**Task details**. As the answer, set down the lines below from the one containing "Query: amphitheater steps" through the one containing "Query: black backpack", exactly and inclusively, and no others.
** Opening Data for this exercise block **
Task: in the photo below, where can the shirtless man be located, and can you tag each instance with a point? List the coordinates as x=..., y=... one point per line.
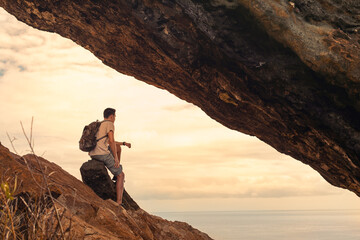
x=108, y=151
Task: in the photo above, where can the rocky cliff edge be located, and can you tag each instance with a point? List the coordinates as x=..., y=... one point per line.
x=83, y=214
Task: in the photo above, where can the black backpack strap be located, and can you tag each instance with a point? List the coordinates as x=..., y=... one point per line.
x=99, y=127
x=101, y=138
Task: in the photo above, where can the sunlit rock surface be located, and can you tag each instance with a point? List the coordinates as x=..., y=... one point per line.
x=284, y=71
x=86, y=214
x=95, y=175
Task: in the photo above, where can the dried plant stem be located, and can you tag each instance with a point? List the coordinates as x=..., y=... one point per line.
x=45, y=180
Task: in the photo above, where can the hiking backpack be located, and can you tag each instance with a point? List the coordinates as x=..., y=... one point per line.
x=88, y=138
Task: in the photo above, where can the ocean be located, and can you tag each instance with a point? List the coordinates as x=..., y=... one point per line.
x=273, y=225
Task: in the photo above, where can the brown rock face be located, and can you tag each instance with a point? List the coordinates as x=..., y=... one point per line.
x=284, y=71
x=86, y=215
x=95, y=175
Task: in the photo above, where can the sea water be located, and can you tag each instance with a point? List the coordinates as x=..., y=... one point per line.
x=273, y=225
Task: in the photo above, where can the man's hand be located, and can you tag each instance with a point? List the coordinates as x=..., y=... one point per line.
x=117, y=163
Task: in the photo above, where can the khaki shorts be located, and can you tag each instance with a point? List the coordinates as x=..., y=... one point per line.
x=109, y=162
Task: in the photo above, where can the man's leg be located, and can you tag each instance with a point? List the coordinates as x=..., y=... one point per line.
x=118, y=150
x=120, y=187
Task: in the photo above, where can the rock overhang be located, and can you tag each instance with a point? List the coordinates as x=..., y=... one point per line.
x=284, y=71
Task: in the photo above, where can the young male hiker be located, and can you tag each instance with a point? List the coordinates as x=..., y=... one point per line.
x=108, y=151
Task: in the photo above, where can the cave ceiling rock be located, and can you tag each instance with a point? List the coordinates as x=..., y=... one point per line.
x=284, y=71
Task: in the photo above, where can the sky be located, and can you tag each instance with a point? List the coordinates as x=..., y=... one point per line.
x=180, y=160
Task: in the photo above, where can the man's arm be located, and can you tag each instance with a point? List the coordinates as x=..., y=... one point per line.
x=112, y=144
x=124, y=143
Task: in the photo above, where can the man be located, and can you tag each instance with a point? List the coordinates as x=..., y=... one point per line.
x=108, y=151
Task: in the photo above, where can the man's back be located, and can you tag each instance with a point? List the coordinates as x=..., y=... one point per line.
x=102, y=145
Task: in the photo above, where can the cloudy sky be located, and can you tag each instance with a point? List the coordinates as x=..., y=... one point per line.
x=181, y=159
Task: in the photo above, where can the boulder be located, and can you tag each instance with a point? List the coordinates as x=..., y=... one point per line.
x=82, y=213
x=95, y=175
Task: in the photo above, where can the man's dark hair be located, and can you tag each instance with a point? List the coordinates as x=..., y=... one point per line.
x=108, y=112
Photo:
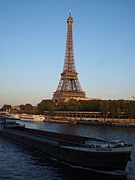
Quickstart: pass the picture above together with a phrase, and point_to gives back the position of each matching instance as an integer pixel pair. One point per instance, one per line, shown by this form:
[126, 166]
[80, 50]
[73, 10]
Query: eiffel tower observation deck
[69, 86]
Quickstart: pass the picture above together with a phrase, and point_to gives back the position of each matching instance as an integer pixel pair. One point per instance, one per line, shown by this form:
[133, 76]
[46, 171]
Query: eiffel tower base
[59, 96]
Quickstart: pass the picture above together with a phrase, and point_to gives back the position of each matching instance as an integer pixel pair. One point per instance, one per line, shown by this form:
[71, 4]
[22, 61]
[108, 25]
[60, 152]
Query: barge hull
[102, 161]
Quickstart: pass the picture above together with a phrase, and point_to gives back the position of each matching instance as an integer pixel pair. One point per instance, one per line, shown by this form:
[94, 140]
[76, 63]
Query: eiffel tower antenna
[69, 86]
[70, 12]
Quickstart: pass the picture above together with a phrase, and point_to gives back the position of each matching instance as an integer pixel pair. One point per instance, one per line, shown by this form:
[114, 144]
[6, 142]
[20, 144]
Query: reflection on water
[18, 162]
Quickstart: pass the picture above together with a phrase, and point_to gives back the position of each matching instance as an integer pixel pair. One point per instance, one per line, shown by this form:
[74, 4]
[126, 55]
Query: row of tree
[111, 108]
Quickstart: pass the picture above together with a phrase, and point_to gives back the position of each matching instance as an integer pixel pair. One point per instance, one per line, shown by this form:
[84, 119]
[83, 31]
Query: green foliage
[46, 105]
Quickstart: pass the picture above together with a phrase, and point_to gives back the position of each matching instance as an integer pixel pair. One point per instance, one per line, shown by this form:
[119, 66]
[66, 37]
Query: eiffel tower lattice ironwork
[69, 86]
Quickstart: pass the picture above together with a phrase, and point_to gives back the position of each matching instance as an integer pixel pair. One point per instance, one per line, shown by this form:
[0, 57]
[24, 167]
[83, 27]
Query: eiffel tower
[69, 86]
** Closing Data for this exercise block **
** Opening Data for this exercise block **
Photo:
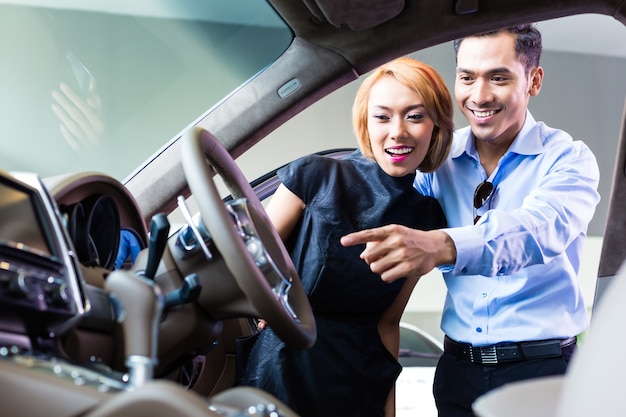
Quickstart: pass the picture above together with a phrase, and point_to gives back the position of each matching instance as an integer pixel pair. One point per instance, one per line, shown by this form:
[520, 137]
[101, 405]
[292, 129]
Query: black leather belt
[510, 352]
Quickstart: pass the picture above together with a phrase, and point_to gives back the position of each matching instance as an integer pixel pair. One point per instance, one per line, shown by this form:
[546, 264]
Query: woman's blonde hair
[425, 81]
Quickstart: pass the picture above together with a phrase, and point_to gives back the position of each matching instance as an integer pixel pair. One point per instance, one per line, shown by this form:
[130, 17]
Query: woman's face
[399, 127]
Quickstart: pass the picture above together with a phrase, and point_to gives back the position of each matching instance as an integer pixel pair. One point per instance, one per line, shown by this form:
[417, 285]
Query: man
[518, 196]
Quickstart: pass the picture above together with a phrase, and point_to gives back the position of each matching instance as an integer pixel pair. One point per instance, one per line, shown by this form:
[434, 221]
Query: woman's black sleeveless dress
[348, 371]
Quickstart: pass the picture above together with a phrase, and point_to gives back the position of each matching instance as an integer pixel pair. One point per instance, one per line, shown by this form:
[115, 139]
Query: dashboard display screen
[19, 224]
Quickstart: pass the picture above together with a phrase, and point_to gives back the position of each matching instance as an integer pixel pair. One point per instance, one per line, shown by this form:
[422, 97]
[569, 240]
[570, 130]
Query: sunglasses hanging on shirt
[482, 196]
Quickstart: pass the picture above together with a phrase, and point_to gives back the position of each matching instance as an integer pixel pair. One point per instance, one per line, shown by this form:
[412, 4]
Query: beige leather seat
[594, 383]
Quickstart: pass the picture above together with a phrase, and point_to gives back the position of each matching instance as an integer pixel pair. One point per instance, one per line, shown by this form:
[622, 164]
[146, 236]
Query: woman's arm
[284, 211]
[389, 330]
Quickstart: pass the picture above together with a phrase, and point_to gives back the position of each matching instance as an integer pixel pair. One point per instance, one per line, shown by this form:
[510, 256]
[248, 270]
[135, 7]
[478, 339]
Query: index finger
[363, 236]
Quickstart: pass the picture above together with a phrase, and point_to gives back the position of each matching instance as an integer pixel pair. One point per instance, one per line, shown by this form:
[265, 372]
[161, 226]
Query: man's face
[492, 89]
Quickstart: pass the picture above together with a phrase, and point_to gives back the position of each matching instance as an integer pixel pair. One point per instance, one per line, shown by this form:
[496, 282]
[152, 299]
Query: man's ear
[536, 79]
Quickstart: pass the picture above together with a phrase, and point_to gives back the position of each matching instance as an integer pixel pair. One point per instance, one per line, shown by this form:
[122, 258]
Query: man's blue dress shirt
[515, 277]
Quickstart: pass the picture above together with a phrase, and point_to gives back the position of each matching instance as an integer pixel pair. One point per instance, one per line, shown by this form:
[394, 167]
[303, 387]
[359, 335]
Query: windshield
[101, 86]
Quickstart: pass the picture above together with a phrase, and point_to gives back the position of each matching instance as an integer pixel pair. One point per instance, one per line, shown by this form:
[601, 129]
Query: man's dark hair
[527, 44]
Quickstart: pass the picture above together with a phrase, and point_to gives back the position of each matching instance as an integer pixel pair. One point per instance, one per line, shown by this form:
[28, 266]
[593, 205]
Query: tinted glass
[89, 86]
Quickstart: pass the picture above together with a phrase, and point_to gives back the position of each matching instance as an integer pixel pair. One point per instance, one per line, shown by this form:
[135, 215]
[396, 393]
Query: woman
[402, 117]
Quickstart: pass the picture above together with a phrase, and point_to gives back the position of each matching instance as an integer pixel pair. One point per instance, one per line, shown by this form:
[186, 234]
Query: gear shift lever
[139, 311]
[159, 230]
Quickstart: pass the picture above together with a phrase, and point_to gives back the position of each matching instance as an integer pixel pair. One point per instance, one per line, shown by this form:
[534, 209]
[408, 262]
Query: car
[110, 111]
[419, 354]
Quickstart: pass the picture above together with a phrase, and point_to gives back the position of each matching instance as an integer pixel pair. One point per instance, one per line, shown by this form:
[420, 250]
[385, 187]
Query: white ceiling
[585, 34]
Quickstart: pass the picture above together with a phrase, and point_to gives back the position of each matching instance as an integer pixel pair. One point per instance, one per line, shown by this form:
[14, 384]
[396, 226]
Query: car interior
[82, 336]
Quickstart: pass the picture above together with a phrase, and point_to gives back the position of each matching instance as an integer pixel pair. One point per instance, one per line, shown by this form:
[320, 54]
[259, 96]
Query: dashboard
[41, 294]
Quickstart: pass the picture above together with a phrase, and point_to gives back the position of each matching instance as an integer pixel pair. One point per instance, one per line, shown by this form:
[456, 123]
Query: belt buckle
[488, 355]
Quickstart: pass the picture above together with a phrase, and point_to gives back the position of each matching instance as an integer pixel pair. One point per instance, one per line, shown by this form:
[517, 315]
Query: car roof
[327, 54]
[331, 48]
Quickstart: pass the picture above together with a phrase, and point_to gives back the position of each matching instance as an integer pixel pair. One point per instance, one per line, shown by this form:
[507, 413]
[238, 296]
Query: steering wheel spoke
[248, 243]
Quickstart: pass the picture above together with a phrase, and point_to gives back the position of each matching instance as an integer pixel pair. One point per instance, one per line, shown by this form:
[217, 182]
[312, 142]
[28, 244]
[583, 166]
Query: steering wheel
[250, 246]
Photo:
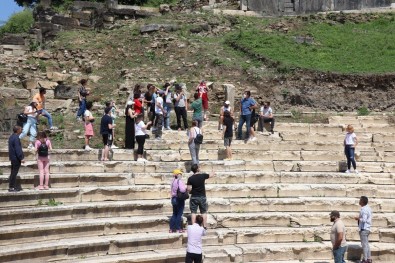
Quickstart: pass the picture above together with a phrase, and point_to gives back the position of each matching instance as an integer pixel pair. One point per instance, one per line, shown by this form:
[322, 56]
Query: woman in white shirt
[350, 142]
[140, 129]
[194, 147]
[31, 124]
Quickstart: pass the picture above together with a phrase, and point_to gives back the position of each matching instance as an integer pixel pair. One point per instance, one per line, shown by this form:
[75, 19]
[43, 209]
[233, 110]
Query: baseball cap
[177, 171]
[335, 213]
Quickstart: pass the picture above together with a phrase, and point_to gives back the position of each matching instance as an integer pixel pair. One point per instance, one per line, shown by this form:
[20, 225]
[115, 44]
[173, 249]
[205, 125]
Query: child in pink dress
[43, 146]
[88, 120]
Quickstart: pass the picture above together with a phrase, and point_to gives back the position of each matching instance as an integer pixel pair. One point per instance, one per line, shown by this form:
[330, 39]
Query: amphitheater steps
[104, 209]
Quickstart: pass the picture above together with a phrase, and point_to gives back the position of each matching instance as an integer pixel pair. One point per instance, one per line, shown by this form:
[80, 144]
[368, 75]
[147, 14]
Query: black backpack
** Closing Data for this exercise block **
** Opening Data for this exercise block **
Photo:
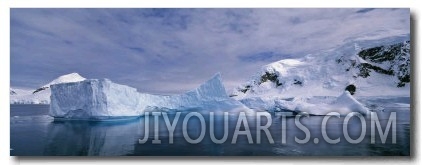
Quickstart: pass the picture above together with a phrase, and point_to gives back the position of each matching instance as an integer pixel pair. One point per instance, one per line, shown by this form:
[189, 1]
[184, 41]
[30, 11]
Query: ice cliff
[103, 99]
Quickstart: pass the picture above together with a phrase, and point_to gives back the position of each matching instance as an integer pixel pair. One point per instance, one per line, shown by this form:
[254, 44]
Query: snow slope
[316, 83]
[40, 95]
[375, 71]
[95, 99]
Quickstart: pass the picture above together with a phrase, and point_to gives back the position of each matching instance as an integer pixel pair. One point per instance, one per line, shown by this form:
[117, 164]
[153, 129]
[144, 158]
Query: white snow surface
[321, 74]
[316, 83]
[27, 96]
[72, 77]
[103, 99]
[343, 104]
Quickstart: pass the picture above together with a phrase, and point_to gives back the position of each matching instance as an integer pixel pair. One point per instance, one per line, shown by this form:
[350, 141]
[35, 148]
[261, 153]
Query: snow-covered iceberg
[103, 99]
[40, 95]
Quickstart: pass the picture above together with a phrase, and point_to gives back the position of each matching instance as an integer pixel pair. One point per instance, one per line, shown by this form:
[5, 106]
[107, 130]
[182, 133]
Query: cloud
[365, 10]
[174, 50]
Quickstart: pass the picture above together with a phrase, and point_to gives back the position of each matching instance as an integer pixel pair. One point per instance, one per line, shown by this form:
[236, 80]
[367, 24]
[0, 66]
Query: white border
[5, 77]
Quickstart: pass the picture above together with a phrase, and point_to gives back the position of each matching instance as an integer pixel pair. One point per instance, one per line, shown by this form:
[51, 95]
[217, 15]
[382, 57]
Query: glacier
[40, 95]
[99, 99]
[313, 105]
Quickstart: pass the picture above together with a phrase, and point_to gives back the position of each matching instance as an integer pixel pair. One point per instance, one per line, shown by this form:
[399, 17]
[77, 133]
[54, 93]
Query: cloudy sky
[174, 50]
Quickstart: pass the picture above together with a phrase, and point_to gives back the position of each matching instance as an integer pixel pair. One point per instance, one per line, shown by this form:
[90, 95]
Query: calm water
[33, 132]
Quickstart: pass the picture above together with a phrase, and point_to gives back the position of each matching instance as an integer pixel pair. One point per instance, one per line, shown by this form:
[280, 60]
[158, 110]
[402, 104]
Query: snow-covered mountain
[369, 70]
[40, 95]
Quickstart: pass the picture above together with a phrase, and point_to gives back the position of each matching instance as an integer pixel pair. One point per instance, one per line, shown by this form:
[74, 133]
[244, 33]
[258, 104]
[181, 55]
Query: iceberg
** Closing Data for this exercise block **
**Written answer**.
Query: amphitheater steps
[104, 209]
Quickstart: pass the picture above together with a phrase, and point_to gives back the position of each matching instance as an integer pixel pair. One point per instance, one per line, shown by this form:
[80, 144]
[368, 75]
[147, 14]
Query: black backpack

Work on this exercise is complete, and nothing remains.